-- START RECORDS FOR THIS TASK --

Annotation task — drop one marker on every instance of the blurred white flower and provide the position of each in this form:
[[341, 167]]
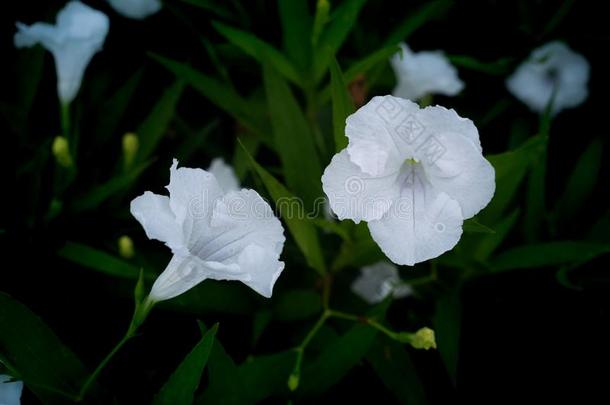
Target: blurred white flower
[[10, 392], [225, 175], [213, 234], [379, 280], [413, 174], [137, 9], [79, 32], [422, 73], [553, 69]]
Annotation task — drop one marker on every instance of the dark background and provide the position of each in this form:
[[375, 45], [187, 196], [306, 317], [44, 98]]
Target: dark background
[[524, 336]]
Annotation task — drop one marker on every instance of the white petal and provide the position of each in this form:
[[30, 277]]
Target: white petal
[[437, 119], [78, 34], [421, 225], [453, 165], [158, 220], [225, 175], [185, 272], [377, 133], [422, 73], [552, 68], [263, 266], [192, 196], [377, 281], [10, 392], [356, 195], [137, 9]]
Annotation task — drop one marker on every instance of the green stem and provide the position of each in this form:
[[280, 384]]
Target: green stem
[[139, 316]]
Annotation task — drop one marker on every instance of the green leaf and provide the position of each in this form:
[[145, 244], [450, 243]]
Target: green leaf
[[152, 129], [336, 360], [342, 104], [259, 50], [474, 226], [293, 139], [498, 67], [511, 168], [302, 230], [33, 353], [548, 254], [418, 18], [182, 384], [98, 260], [342, 20], [113, 109], [219, 93], [581, 182], [394, 367], [486, 246], [296, 29], [99, 194], [292, 305]]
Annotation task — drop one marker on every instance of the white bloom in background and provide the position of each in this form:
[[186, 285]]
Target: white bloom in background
[[10, 392], [213, 234], [422, 73], [551, 69], [79, 32], [413, 174], [379, 280], [225, 175], [136, 9]]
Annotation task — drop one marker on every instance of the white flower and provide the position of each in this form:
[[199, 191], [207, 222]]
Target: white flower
[[422, 73], [137, 9], [379, 280], [413, 174], [212, 233], [10, 392], [551, 69], [77, 35], [225, 175]]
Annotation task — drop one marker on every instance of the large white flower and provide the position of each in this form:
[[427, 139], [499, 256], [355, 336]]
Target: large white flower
[[10, 392], [212, 233], [225, 175], [379, 280], [553, 69], [137, 9], [79, 32], [413, 174], [422, 73]]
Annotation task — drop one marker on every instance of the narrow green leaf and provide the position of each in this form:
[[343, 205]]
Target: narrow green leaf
[[113, 109], [152, 129], [182, 384], [290, 207], [336, 360], [33, 353], [342, 20], [418, 18], [581, 183], [219, 93], [259, 50], [98, 260], [511, 168], [296, 30], [474, 226], [548, 254], [293, 139], [342, 104], [96, 196], [394, 367]]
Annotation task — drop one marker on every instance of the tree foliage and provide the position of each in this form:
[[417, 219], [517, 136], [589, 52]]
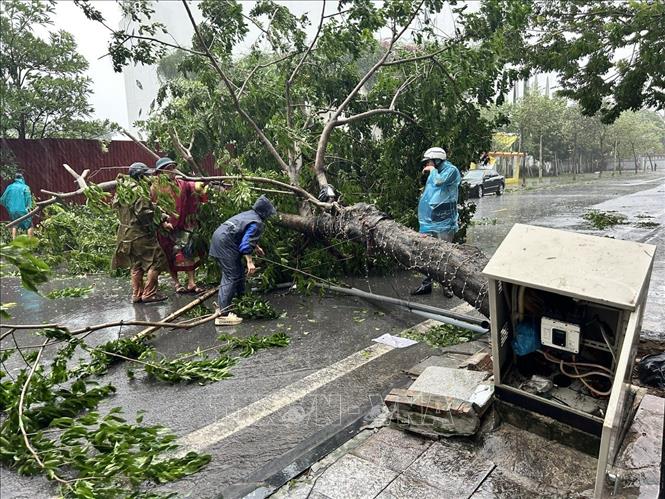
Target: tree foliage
[[609, 55], [567, 132], [43, 88]]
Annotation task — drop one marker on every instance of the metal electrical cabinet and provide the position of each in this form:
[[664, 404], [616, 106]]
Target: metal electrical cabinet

-- END RECORDS FOR THIS TASK --

CHALLENGE ▸ Please reproduce all the lines above, substituting "place one point" for "drop one marker" and changing nothing else. Leave out the pictures.

RESULT OF THE TASK ▸
Annotation task — place one point on every instance of the blurred white flower and provide the position of each in this form:
[[341, 167]]
Target: blurred white flower
[[10, 392], [225, 175], [213, 234], [379, 280], [413, 174], [137, 9], [79, 32], [422, 73], [553, 69]]
Annotation task — place one point on every instance of the dark background and provide the position of each in this form:
[[375, 45], [187, 196], [306, 317], [44, 98]]
Target: dark background
[[524, 336]]
Annotation task — place one point on every instance of the white petal and provide the position of each in this form:
[[30, 277]]
Target: white petal
[[437, 119], [78, 34], [421, 225], [453, 165], [158, 220], [225, 175], [185, 272], [377, 133], [422, 73], [552, 68], [263, 266], [192, 196], [377, 281], [10, 392], [356, 195], [137, 9]]
Annotation task — place one point on every instance of the green stem and provide the position of each in this form:
[[280, 384]]
Target: green stem
[[139, 316]]
Annotation task — place one point on every instance of the green leaf and provide the position of each in this form:
[[145, 244], [450, 243]]
Target: green leaf
[[152, 129], [336, 360], [342, 104], [259, 50], [474, 226], [293, 139], [498, 67], [511, 168], [302, 230], [33, 353], [548, 254], [418, 18], [182, 384], [98, 260], [342, 20], [113, 109], [219, 93], [581, 182], [394, 367], [486, 246], [296, 29], [99, 194], [292, 305]]
Annotation task — place one point on every instance of the white bloom in background and provide the position of each in this form:
[[186, 285]]
Target: white bloom in background
[[10, 392], [213, 234], [422, 73], [551, 69], [79, 32], [413, 174], [379, 280], [225, 175], [136, 9]]
Annotation task — place one point on every instance of the white flower and provide the position of each in this form:
[[199, 191], [207, 222]]
Target: white flower
[[422, 73], [137, 9], [379, 280], [413, 174], [212, 233], [10, 392], [551, 69], [77, 35], [225, 175]]
Annotation task — place one point on every instance of the large white flower and provide the position of each in this form:
[[427, 139], [499, 256], [355, 336]]
Target: large white flower
[[10, 392], [212, 233], [225, 175], [379, 280], [553, 69], [137, 9], [79, 32], [413, 174], [422, 73]]
Annotation task — place one point on every instance of the narrow green leaf and provide the position of each in this form:
[[343, 205]]
Target: narrow green leaf
[[113, 109], [152, 129], [182, 384], [290, 207], [336, 360], [33, 353], [342, 20], [418, 18], [581, 183], [219, 93], [259, 50], [98, 260], [511, 168], [296, 30], [474, 226], [548, 254], [293, 139], [342, 104], [96, 196], [394, 367]]
Annotation task — place one point on every instance of the tree foliage and provide the position of each in this form:
[[417, 219], [517, 136], [589, 52]]
Target: tree foliage
[[609, 55], [567, 132], [43, 88]]
Annotation task — place one point on every instance of the metal electrical cabinet and provide the position of each in this form:
[[664, 404], [616, 106]]
Target: metal electrical cabinet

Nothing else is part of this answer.